START MATERIAL PROVIDED

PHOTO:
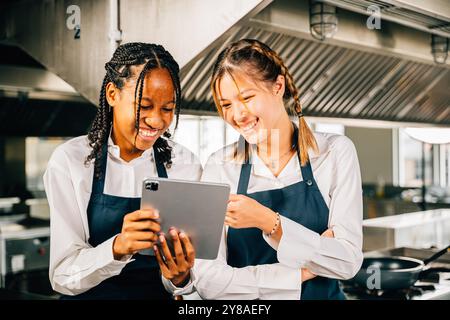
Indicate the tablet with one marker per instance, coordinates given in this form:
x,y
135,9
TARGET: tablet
x,y
197,208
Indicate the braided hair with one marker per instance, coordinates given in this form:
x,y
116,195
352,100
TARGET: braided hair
x,y
118,70
260,62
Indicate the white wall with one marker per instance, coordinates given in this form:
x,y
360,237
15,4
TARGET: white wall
x,y
375,152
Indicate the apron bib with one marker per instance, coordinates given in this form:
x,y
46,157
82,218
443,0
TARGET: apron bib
x,y
139,279
301,202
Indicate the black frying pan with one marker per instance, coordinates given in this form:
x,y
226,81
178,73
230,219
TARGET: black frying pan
x,y
394,272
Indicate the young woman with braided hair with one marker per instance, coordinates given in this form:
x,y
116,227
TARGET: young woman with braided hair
x,y
294,222
93,183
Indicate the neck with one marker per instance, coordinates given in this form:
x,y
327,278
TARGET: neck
x,y
279,140
127,150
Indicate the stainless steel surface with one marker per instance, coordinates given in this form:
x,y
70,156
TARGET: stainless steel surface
x,y
431,16
340,82
418,229
40,28
24,247
7,204
427,288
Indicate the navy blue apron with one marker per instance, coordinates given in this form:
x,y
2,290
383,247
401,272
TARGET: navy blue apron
x,y
139,279
301,202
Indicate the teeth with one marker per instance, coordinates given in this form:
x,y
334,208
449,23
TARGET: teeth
x,y
148,133
250,126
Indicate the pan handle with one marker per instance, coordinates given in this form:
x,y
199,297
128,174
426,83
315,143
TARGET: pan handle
x,y
436,255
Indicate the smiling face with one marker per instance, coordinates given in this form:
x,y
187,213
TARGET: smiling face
x,y
255,110
156,113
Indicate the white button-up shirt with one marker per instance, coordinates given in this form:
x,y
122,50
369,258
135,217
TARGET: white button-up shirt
x,y
76,266
336,171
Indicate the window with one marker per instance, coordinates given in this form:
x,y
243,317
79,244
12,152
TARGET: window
x,y
204,135
330,128
410,162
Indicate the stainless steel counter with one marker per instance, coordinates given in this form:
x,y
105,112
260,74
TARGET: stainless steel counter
x,y
423,229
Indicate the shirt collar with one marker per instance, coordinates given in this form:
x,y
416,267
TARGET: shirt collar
x,y
259,168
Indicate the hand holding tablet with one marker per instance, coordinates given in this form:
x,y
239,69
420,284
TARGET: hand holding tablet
x,y
197,208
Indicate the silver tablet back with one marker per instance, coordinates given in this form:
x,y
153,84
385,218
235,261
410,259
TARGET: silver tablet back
x,y
198,208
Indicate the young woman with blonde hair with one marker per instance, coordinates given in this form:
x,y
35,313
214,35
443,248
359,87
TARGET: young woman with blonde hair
x,y
293,225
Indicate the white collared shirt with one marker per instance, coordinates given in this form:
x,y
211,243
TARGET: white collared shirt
x,y
76,266
337,173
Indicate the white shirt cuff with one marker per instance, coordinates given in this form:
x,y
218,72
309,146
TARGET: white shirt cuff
x,y
280,282
298,244
177,291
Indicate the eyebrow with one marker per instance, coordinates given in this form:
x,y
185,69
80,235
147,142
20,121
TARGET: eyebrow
x,y
150,100
241,93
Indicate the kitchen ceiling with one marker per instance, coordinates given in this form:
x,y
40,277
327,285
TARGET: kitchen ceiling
x,y
340,82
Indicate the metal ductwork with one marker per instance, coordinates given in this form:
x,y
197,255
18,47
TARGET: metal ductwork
x,y
431,16
47,30
386,74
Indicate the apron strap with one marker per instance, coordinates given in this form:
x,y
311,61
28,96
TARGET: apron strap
x,y
246,168
160,167
307,174
98,185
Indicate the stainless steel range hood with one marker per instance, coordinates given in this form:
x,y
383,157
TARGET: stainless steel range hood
x,y
385,74
185,28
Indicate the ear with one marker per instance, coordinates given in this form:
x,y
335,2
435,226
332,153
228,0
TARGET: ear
x,y
279,86
112,94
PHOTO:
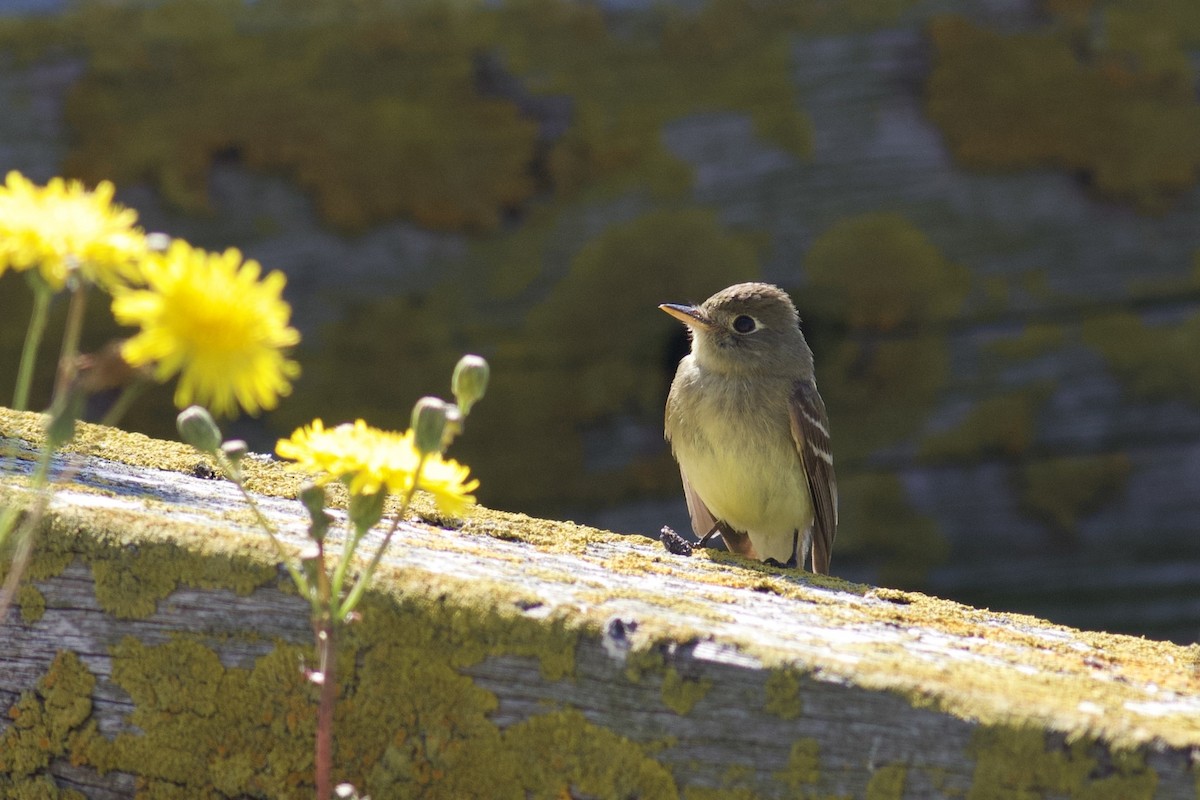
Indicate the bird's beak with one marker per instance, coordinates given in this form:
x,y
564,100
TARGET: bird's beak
x,y
688,316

END MATERIAL PROVIDED

*EXERCISE INSTRUCTIONS*.
What's needed is every line above, retyped exactly and free of pictures.

*WRITTEN RESPONSE*.
PHOTO:
Indicate the tablet with one marker per instance, coordinates given in this form:
x,y
135,9
TARGET: tablet
x,y
197,208
Indicate the braided hair with one marker per instance, coordinates given in this form:
x,y
116,195
352,100
TARGET: braided hair
x,y
118,70
260,62
Indicate the white wall with one marker per instance, coordinates given in this form:
x,y
360,237
15,4
TARGET: white wall
x,y
375,152
Indicate the apron bib with one marker per instance, coordinates given in this form:
x,y
46,157
82,218
443,0
TARGET: apron bib
x,y
139,279
301,202
Indicate the black frying pan with one marker per instance, coordinates given in this form:
x,y
226,81
178,73
230,219
TARGET: black frying pan
x,y
394,272
Indicate the young woman with braided hair with one marker per instance, coordinates given in this form:
x,y
116,227
TARGET: young woman with braided hair
x,y
294,222
93,183
Indicate the neck with one marker per instance, coordinates given in this form:
x,y
327,278
TARGET: neck
x,y
279,140
127,150
Indicate the stainless steel surface with one marker per instance, coordinates given in this form:
x,y
70,156
TARGET: stainless steel surface
x,y
431,16
340,82
418,229
40,28
24,247
7,204
427,288
Indicate the navy blue apron with one marker per instance, coordinates given in this form:
x,y
2,290
383,247
401,272
TARGET: navy blue apron
x,y
139,279
301,202
Indicate the teeth with one marker per instance, coordinates given in this form:
x,y
334,208
449,23
TARGET: teeth
x,y
148,133
250,126
Indicate the pan handle with one marker per instance, coordinates given in this form:
x,y
199,297
128,174
426,83
315,143
TARGET: pan handle
x,y
436,255
Indicate the smiling face with one marker per instance, coordinates given in this form:
x,y
187,213
TARGET: smiling face
x,y
255,110
156,113
Indicate the white button-up shirt with one marker per instance, coordinates given in this form:
x,y
122,50
369,258
135,217
TARGET: white button-up shirt
x,y
76,266
336,171
Indicate the window with one marker per instance, coordinates given in this form:
x,y
243,317
79,244
12,152
TARGET: window
x,y
204,135
330,128
410,162
Indicate the stainless steel counter with one marker per instance, coordinates given in this form:
x,y
105,112
260,74
TARGET: stainless steel counter
x,y
423,229
Indicate the shirt collar with one marker per instance, coordinates given in this form:
x,y
416,267
TARGET: shirt collar
x,y
259,168
Indicate the hand holding tablet with one marker per instance, coordinates given in this form:
x,y
239,69
420,284
TARGET: hand holding tablet
x,y
197,208
Indicate the silver tablet back with one marker per instance, coordinates given in this form:
x,y
153,84
385,218
235,261
410,259
TARGET: silver tablet back
x,y
198,208
Indicate the young woman with blonde hair with one marker per instance, coordinates given in this form:
x,y
35,313
214,35
443,248
359,87
TARGET: young woman with blonde hair
x,y
293,225
Indicate the white collared shirt with one marker per instance, coordinates given in this form:
x,y
211,243
TARGET: white collared shirt
x,y
76,266
337,173
Indicate the white shirt cuff with one marker per instance, coordinates given in this form:
x,y
218,72
309,146
TARGET: white shirt cuff
x,y
280,282
298,244
177,291
Indicate the eyebrow with one marker per instance, coordinates given in this form:
x,y
185,69
80,235
147,142
20,121
TARGET: eyebrow
x,y
150,100
241,93
Indicate the kitchen ceiling with one marker per instance, coordinates given in this form:
x,y
40,277
327,285
TARGET: kitchen ceiling
x,y
340,82
Indicate the metal ductwork with one marker per instance, coordinates given in this form:
x,y
197,255
18,47
TARGET: metal ductwork
x,y
431,16
47,30
386,74
Indicate the apron strap with one marker per instance, coordinates given in this form:
x,y
311,61
28,96
TARGET: apron strap
x,y
246,168
160,167
307,174
98,185
Indicate the stainless steel range hood with one marker per instance, coordinates given in this form:
x,y
383,157
TARGET: stainless steel range hood
x,y
385,74
185,28
Indicate the ear with one marker per instance, coordinates given in this form:
x,y
335,2
435,226
332,153
228,0
TARGET: ear
x,y
279,86
112,94
PHOTO:
Indicate the bird's beak with one marker per instance, coordinates given in this form:
x,y
564,100
TARGET: bird's beak
x,y
688,316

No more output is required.